Weniger freundlich blickt Vestager auf die jüngsten Enthüllungen über Facebook. Noch sei es nur unbestätigte Vorwürfe. Aber wenn es stimme, dass das Management mögliche psychische Schäden der Nutzer:innen im Sinne des Profites in Kauf genommen hätten, dann wäre dies “ein schurkisches oder brutales Geschäftsgebaren”. Umso wichtiger sei es, im Rahmen des Digital Services Act für wirksame Audits der großen Digitalunternehmen zu sorgen.
Die bislang für den 8. November angesetzte Abstimmung über das Gesetzesvorhaben im federführenden Binnenmarktauschuss wird allerdings verschoben. Und zwar, ausgerechnet, um genug Zeit für die Anhörung der Facebook-Whistleblowerin Frances Haugen zu haben. Den Zeitplan für die Verabschiedung des DSA und des parallel verhandelten Digital Markets Act dürfte das aber nicht gefährden. Den letzten Stand der Dinge beschreiben wir in den News.
Stärker aus der Spur geraten ist das geplante Gesetz zur unternehmerischen Sorgfaltspflicht, besser bekannt unter dem Titel EU-Lieferkettengesetz. Ausgerechnet Ursula von der Leyen sorgt nun für neue Ungewissheit: Die Kommissionspräsidentin will ein Verbot von Zwangsarbeit in den Vorschlag integrieren. Das aber halten auch die zuständigen Kommissare für keine gute Idee, wie Charlotte Wirth berichtet.
Eigentlich wollte die Europäische Kommission ihren Gesetzesvorschlag zur nachhaltigen Unternehmensführung heute vorstellen. Doch aus der Deadline wird bekanntlich nichts. Die Kommission kann sich noch immer nicht zu einer gemeinsamen Haltung in zentralen Fragen zusammenraufen (Europe.Table berichtete), etwa dem Anwendungsbereich des Textes. Es herrsche ein Kalter Krieg zwischen den zuständigen Generaldirektionen Just und Grow, heißt in Kommissionskreisen.

> **ARBEITSAUFTRAG 1**
Gib aus dem Textauszug über die EU-Gesetzesvorhaben den Abschnitt wortgetreu wieder, der bei „Die bislang für“ beginnt und bei „in den News.“ endet.
> **ARBEITSAUFTRAG 2**
Übersetze diesen Satz aus dem Textauszug über die EU-Gesetzesvorhaben ins Englische: „Eigentlich wollte die Europäische Kommission ihren Gesetzesvorschlag zur nachhaltigen Unternehmensführung heute vorstellen.“
> **ARBEITSAUFTRAG 3**
Führe den Textauszug über die EU-Gesetzesvorhaben im Anschluss an seinen letzten Satz weiter.

> **GESAMMELTES MATERIAL**

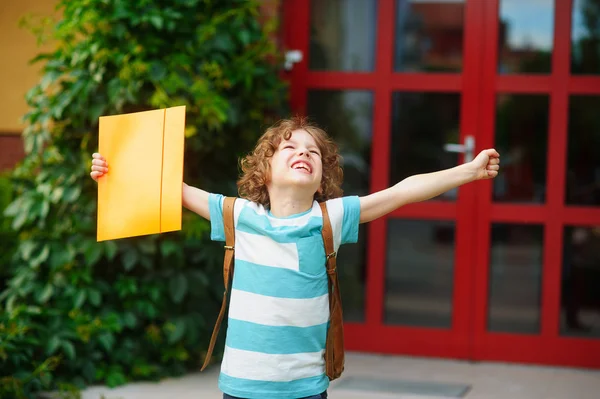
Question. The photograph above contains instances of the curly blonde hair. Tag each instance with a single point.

> **ANTWORT 1**
Die bislang für den 8. November angesetzte Abstimmung über das Gesetzesvorhaben im federführenden Binnenmarktauschuss wird allerdings verschoben. Und zwar, ausgerechnet, um genug Zeit für die Anhörung der Facebook-Whistleblowerin Frances Haugen zu haben. Den Zeitplan für die Verabschiedung des DSA und des parallel verhandelten Digital Markets Act dürfte das aber nicht gefährden. Den letzten Stand der Dinge beschreiben wir in den News.

> **ANTWORT 2**
The European Commission had actually intended to present its legislative proposal on sustainable corporate governance today.

> **ANTWORT 3**
Nun will die Kommission erst am 8. Dezember liefern. Ihre überarbeitete Folgenabschätzung wollte sie diese Woche beim Regulatory Scrutiny Board einreichen. Doch fest steht bisher nur, dass es eine Verordnung wird. Weiterhin offen ist hingegen, welche Stufen der Lieferketten im Text visiert sind, inwiefern die Verordnung Opfern Zugang zum europäischen Justizsystem ermöglicht, und ob und wie eine persönliche Haftung der Geschäftsführung umgesetzt wird.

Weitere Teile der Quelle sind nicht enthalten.